Required task 1: Please reproduce exactly the lines of the records below, starting with the line that contains "Target: man in white polo shirt" and going on through the line that contains "(1040, 310)".

[START Passage provided]

Senior financiers are alarmed at growing political momentum behind a so-called “hard Brexit” that they fear will erode business confidence, trigger corporate departures and damage the City of London

Leading bankers who have held talks with government ministers have told the Financial Times they believe Theresa May, the prime minister, will end up taking Britain out of the EU’s single market and customs union.

They fear policy is being shaped by pro-Brexit ministers like Liam Fox, international trade secretary, who said in July that Britain would probably leave the customs union, and Brexit minister David Davis, who says it is “improbable” that Britain would stay in the single market.

“The danger of hard talk now is that it increases uncertainty, reduces confidence and will result in businesses triggering their exit plans from the UK,” said John McFarlane, chairman of Barclays and TheCityUK lobby group.

One Wall Street boss expressed concern that Mrs May did not fully grasp the consequences for the City of a “hard Brexit”, while other financiers claim civil servants are afraid to speak up to explain the broad risks of leaving the EU’s economic core.

[END Passage provided]
[START Items]

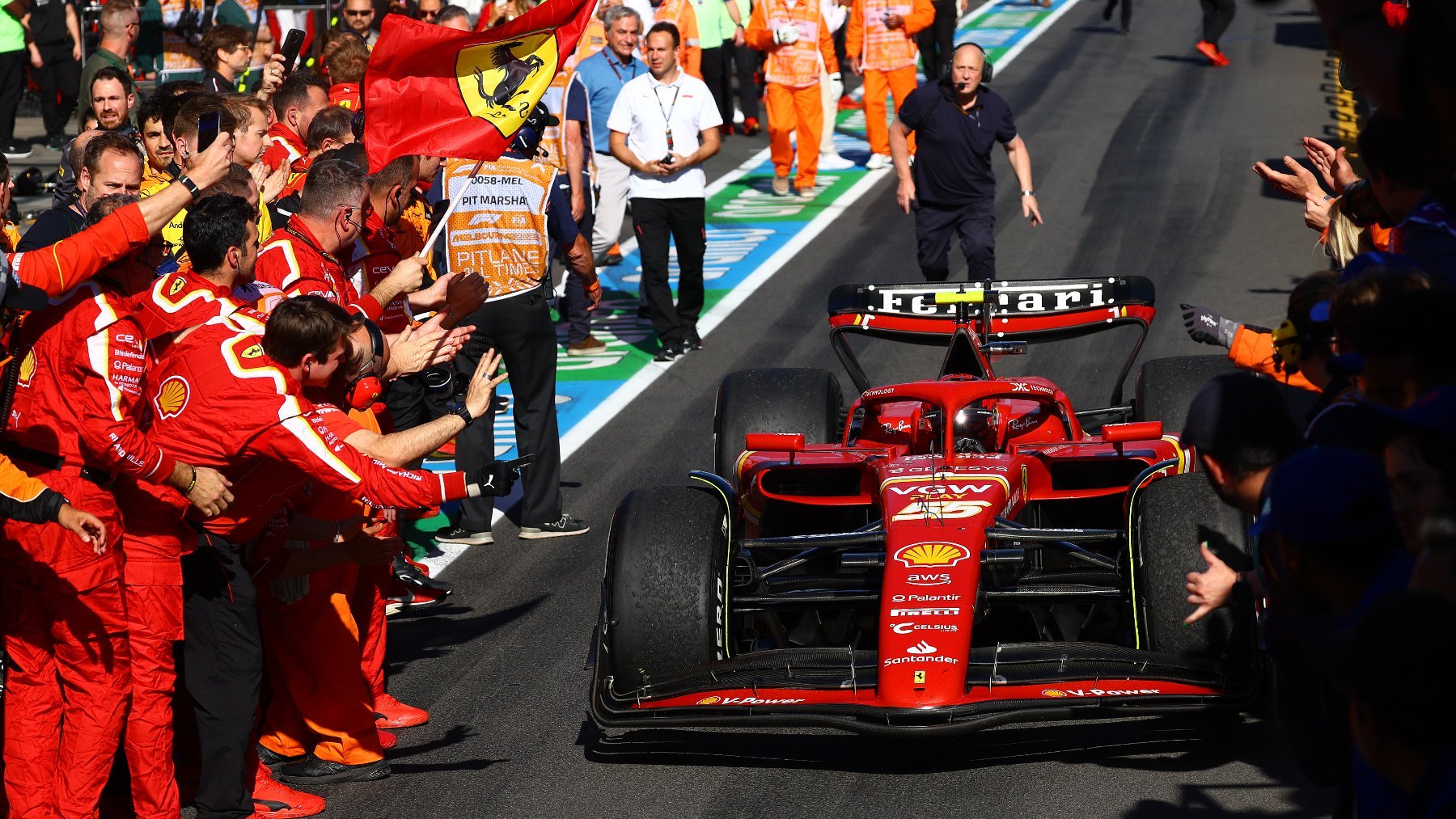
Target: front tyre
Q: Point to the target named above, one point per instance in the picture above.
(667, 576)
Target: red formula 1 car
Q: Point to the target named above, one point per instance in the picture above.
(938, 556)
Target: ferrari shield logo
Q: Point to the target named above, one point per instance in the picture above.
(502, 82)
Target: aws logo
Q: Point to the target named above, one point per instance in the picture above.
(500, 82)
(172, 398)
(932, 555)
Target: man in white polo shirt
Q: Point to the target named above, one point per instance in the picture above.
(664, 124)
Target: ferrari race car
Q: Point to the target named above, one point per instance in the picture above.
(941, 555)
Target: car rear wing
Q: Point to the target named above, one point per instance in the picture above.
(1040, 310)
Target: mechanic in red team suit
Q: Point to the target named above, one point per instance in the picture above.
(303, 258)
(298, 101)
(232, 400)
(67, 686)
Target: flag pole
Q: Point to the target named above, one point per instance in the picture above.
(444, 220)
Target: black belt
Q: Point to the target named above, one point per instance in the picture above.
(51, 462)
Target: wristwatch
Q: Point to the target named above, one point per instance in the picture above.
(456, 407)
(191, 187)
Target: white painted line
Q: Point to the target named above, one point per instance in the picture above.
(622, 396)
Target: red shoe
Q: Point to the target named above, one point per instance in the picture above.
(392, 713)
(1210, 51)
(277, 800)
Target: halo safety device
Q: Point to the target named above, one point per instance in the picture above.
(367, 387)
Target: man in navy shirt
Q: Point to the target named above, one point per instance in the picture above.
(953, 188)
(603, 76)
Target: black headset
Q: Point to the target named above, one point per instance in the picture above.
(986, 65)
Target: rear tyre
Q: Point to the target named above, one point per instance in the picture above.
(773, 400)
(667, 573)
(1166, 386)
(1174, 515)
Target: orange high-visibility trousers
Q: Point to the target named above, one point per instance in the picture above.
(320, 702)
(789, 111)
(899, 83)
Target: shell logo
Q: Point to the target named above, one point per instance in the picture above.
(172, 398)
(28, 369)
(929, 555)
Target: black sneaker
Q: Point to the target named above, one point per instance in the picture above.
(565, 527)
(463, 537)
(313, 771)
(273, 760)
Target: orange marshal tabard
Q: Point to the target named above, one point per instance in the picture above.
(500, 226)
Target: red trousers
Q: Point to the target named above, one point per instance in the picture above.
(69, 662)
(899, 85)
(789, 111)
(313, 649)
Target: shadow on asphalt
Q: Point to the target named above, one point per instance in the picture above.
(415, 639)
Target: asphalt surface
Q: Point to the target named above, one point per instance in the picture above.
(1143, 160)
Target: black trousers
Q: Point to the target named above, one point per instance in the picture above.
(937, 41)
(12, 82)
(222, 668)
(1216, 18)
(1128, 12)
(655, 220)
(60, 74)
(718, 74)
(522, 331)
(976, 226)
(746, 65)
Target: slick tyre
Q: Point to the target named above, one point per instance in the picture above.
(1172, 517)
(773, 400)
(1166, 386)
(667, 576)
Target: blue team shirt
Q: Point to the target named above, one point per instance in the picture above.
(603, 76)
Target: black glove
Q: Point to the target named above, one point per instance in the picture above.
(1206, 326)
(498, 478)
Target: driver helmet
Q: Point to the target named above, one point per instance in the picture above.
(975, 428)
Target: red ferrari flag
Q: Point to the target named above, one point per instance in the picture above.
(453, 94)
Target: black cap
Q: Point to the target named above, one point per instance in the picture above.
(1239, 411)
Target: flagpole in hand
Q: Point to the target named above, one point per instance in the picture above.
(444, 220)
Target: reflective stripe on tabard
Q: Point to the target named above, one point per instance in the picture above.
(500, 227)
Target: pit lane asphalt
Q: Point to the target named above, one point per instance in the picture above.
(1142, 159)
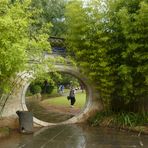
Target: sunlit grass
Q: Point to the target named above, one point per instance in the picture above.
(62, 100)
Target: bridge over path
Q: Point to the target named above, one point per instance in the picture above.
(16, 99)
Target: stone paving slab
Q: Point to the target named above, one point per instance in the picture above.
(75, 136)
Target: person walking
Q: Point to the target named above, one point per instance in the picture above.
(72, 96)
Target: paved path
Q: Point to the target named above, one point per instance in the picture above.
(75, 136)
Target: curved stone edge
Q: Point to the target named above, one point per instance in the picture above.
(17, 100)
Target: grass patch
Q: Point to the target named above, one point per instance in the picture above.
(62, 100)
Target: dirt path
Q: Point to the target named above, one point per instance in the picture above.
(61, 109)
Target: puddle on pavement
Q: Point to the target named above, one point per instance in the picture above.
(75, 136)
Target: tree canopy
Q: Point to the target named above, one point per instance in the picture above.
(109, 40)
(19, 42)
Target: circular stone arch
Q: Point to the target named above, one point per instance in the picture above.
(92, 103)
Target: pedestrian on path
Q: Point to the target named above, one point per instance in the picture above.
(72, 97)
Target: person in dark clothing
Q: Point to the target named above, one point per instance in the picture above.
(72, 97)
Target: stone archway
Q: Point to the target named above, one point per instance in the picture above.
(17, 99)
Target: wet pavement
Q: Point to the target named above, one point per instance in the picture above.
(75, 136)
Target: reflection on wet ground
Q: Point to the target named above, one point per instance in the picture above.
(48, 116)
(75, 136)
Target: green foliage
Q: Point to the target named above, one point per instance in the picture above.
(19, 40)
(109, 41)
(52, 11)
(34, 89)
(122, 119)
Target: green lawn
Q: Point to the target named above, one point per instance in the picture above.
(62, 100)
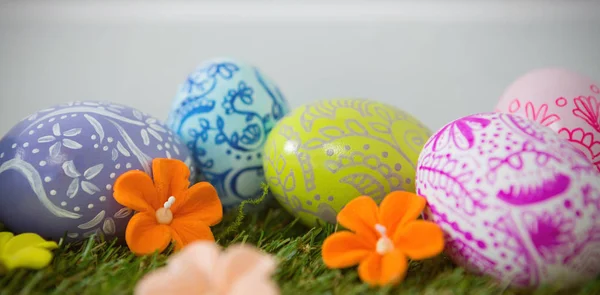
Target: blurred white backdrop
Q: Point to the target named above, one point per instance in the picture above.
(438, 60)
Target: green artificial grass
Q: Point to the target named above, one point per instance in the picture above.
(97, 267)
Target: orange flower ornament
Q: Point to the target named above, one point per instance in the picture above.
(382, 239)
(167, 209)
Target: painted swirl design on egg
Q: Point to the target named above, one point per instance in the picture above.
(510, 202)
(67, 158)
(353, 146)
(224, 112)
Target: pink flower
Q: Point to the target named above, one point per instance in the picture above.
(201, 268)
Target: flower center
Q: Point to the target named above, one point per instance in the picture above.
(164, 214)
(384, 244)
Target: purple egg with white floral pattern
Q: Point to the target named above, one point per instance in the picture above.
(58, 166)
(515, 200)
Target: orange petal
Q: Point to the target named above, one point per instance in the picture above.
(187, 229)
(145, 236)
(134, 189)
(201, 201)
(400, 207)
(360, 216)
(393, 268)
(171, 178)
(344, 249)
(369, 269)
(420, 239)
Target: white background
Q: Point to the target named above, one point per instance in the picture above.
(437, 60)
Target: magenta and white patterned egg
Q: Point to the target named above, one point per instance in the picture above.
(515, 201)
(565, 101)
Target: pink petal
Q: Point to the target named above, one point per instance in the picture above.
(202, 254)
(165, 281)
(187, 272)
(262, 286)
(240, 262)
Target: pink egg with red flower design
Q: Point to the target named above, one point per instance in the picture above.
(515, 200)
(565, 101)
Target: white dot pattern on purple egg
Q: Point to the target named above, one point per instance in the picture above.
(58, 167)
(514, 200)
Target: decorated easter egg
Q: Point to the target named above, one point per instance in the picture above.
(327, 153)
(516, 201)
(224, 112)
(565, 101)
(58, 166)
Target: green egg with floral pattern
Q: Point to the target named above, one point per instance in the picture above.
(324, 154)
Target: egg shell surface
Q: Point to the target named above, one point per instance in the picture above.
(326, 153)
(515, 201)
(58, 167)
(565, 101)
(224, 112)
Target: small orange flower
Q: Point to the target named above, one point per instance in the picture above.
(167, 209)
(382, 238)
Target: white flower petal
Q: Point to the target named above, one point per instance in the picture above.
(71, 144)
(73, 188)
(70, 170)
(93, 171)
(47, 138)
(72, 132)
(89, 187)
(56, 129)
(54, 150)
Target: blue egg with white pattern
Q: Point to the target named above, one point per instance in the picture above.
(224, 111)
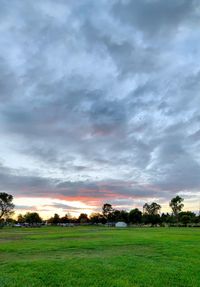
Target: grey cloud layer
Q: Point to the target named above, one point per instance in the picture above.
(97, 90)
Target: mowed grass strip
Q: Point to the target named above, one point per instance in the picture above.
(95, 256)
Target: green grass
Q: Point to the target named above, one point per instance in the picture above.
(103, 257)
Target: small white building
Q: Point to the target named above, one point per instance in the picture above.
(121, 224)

[END Items]

Required task 2: Write out, word for word, the part of the Brexit passage above starting with "They fear policy" and going on through "EU’s economic core.".

Written response 1:
Target: man in white polo shirt
Q: Point to the target named above, one point per instance in the picture above.
(664, 124)
Target: ferrari race car
Q: Point to the target named above, one point per instance in the picture above.
(941, 555)
Target: car rear wing
Q: Point to the target named above, one point per instance in the picture above.
(1040, 310)

Written response 2:
They fear policy is being shaped by pro-Brexit ministers like Liam Fox, international trade secretary, who said in July that Britain would probably leave the customs union, and Brexit minister David Davis, who says it is “improbable” that Britain would stay in the single market.

“The danger of hard talk now is that it increases uncertainty, reduces confidence and will result in businesses triggering their exit plans from the UK,” said John McFarlane, chairman of Barclays and TheCityUK lobby group.

One Wall Street boss expressed concern that Mrs May did not fully grasp the consequences for the City of a “hard Brexit”, while other financiers claim civil servants are afraid to speak up to explain the broad risks of leaving the EU’s economic core.